WHAT TO WORK ON
Nothing but the lines from the one containing "Locate the snow-capped" through the last line should be written out, please, exactly as they stand.

TASK INPUT
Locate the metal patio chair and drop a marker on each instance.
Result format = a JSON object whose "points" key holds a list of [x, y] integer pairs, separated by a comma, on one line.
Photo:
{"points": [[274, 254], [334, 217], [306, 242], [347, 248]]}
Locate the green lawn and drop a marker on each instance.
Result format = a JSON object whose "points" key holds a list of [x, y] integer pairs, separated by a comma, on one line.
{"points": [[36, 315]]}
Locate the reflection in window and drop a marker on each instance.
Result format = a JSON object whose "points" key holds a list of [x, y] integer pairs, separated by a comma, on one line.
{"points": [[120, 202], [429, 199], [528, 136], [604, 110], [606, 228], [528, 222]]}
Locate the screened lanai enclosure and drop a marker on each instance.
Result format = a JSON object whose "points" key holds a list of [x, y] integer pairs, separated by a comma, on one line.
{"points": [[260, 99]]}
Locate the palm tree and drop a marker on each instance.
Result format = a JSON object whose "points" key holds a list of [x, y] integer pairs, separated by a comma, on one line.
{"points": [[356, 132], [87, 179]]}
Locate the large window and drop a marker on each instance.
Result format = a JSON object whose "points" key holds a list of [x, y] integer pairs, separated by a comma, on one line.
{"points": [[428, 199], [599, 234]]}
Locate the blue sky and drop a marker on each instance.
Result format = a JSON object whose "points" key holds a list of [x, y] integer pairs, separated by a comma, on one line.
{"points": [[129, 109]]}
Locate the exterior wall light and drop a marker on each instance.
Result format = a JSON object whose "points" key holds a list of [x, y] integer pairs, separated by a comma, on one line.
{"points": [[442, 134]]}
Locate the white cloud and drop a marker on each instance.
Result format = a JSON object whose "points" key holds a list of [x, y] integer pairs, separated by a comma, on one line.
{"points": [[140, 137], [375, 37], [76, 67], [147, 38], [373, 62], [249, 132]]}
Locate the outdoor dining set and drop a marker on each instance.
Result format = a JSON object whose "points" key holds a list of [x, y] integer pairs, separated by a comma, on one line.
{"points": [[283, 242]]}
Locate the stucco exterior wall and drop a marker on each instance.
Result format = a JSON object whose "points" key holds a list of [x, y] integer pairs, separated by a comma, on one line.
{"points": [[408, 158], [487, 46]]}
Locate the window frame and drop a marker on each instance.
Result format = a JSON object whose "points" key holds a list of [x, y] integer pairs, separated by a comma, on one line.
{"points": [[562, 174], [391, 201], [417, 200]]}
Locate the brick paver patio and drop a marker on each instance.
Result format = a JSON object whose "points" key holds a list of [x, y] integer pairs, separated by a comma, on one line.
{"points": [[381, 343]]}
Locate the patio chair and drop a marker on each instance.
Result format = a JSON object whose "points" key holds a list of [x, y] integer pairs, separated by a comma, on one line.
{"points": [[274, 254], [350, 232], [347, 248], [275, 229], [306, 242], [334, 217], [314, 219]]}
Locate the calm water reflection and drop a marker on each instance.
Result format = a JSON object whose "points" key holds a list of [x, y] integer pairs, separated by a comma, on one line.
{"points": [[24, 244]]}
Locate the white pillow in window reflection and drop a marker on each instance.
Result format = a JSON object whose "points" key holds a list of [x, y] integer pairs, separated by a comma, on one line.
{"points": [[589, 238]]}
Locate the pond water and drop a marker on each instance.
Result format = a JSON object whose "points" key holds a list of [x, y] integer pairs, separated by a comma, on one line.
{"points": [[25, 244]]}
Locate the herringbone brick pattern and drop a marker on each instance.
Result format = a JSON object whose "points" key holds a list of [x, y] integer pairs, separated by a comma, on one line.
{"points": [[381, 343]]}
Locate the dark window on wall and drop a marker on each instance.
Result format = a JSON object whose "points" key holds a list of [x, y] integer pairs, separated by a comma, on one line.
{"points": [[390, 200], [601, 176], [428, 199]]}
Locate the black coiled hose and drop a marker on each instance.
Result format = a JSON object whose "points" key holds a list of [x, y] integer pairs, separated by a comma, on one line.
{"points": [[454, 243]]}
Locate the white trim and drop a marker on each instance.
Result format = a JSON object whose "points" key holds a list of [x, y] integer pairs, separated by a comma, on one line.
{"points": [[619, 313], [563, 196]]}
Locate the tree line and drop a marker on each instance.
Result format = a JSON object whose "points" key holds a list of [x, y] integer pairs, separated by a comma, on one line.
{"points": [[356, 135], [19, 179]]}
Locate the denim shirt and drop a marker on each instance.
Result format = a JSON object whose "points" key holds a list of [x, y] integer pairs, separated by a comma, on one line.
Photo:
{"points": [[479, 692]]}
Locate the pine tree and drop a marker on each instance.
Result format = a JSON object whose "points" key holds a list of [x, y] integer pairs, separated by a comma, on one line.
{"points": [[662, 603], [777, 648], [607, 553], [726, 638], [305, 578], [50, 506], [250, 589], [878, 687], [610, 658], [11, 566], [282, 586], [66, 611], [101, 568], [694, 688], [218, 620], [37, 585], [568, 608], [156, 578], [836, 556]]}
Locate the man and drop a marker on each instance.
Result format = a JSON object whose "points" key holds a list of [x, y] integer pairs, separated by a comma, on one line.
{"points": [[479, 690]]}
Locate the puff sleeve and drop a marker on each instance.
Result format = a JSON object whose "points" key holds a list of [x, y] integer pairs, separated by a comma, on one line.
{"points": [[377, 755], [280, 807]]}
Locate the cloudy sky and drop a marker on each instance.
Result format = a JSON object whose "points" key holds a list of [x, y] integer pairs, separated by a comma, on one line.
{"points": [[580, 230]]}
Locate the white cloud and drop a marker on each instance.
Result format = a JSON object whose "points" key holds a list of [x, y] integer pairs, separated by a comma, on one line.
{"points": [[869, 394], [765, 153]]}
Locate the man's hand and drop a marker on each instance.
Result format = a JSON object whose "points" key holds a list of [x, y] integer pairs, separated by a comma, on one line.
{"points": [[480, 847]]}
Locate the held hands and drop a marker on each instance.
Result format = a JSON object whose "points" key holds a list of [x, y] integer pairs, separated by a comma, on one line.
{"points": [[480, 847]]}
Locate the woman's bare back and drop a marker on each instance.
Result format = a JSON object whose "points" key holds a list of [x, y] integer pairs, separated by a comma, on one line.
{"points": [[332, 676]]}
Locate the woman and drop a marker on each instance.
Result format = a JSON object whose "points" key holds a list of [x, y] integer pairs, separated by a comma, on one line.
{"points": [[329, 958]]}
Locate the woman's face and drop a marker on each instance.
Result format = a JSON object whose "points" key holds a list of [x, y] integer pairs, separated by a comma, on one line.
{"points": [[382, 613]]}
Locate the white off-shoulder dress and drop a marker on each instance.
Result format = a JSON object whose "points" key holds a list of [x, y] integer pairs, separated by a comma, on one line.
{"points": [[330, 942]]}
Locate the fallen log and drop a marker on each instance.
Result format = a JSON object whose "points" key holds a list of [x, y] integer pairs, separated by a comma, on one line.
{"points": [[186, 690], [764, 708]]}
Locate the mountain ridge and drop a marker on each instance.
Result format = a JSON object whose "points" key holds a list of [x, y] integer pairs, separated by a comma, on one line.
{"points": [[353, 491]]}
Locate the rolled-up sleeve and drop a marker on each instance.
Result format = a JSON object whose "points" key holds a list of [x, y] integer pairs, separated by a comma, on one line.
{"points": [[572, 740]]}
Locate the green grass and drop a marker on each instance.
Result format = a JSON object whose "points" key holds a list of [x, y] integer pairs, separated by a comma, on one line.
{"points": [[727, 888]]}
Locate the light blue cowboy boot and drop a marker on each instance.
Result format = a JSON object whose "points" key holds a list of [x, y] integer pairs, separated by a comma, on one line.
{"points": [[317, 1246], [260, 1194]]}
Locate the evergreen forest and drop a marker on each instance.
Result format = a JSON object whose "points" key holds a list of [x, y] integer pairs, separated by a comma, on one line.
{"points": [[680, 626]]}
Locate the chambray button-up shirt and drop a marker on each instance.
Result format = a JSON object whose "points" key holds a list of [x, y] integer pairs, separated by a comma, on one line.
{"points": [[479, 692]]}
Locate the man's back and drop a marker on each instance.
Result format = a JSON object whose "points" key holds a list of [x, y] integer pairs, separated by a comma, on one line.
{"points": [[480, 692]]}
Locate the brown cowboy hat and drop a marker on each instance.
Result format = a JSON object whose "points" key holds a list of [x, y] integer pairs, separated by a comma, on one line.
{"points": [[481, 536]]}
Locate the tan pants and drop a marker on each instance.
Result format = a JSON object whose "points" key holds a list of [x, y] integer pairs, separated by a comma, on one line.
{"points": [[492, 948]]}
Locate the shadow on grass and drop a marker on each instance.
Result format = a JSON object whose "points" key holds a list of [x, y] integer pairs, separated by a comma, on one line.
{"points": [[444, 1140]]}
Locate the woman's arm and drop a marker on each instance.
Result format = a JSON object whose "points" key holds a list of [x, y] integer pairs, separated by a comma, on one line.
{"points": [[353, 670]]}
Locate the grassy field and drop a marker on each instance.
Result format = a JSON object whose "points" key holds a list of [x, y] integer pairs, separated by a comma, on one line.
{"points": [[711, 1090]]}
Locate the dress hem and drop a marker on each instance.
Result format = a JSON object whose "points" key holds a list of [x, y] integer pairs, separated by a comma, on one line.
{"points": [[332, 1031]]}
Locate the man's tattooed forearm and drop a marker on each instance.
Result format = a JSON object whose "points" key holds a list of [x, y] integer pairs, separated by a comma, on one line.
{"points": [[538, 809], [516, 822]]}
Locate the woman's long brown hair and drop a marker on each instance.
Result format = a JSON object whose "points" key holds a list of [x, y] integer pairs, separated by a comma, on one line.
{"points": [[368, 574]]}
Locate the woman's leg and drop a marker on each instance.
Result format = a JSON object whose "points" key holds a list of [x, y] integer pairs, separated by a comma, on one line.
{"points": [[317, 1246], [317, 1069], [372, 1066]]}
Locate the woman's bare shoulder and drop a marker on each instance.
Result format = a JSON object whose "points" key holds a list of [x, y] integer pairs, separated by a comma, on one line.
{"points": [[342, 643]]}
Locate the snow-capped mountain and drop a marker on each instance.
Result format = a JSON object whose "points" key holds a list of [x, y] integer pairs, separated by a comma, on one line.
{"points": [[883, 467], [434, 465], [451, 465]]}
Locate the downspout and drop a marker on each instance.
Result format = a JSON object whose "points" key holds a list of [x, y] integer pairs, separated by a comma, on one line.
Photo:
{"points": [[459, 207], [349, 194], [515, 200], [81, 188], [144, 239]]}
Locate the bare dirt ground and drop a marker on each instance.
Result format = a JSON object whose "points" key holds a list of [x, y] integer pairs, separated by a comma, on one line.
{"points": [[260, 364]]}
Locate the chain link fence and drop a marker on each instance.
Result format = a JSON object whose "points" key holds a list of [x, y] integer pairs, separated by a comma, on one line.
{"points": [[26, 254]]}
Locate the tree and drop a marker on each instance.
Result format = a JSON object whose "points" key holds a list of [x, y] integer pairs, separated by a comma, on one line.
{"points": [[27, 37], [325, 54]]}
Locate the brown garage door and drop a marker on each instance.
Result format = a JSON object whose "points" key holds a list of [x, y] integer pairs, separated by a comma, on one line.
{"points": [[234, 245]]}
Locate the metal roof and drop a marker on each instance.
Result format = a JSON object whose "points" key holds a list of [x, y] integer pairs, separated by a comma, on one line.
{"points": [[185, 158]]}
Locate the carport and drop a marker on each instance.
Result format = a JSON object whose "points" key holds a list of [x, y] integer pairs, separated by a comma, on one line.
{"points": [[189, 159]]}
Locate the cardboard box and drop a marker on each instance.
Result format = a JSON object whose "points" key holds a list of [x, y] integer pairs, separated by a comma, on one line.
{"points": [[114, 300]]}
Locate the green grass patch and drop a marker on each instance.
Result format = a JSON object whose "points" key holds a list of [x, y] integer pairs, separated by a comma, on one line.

PROBLEM SOLUTION
Locate the snow-capped mountain and drop a marker on each instance.
Result format = a JSON object whose "points" key holds a list of [x, y] integer pairs, separated by a comma, on one line.
{"points": [[883, 467], [434, 465], [451, 465]]}
Locate the downspout and drop a marker on each instance.
Result format = a JSON object whose "points" key holds a list of [x, y] integer pairs, separated by a comma, on one line.
Photo:
{"points": [[459, 207], [349, 194], [515, 200], [81, 188], [144, 239]]}
Locate the bare dirt ground and drop a marker on each instance.
Result format = a JSON object whose "points" key holds a list of [x, y] integer pairs, separated by a comma, on one line.
{"points": [[260, 364]]}
Locate the chain link fence and drop a marker on each instance.
Result format = a JSON object whose "points" key holds a list of [x, y] integer pairs, separated by a comma, on one line.
{"points": [[26, 254]]}
Locate the tree and drop a marker on each instance.
Result format = a JSON object whose "points" key holds a list of [x, y] integer pairs, separated by a comma, on one line.
{"points": [[27, 37], [325, 54]]}
Locate the brown garage door and drop a marker on each instance.
Result format = a JSON object whose "points" key holds a list of [x, y] integer pairs, separated by a comma, on one line.
{"points": [[234, 245]]}
Locate the metal roof and drop a marker on each instance.
Result format = a JSON object whose "points" key holds a list of [x, y] integer pairs, separated by a comma, on one line.
{"points": [[185, 158]]}
Locate the carport and drop a marker on each instance.
Result format = a JSON object whose "points" key holds a list of [x, y] integer pairs, separated by a comma, on one line.
{"points": [[189, 159]]}
Locate the cardboard box and drop a marker on each instance.
Result format = a JSON object whose "points" key holds a list of [x, y] integer pairs, separated by a comma, on one line.
{"points": [[114, 300]]}
Locate the green grass patch and drop a marker on each instance.
Result format = a JSON object whose "points" key holds a list of [x, y] integer pairs, separated by a comma, on one line.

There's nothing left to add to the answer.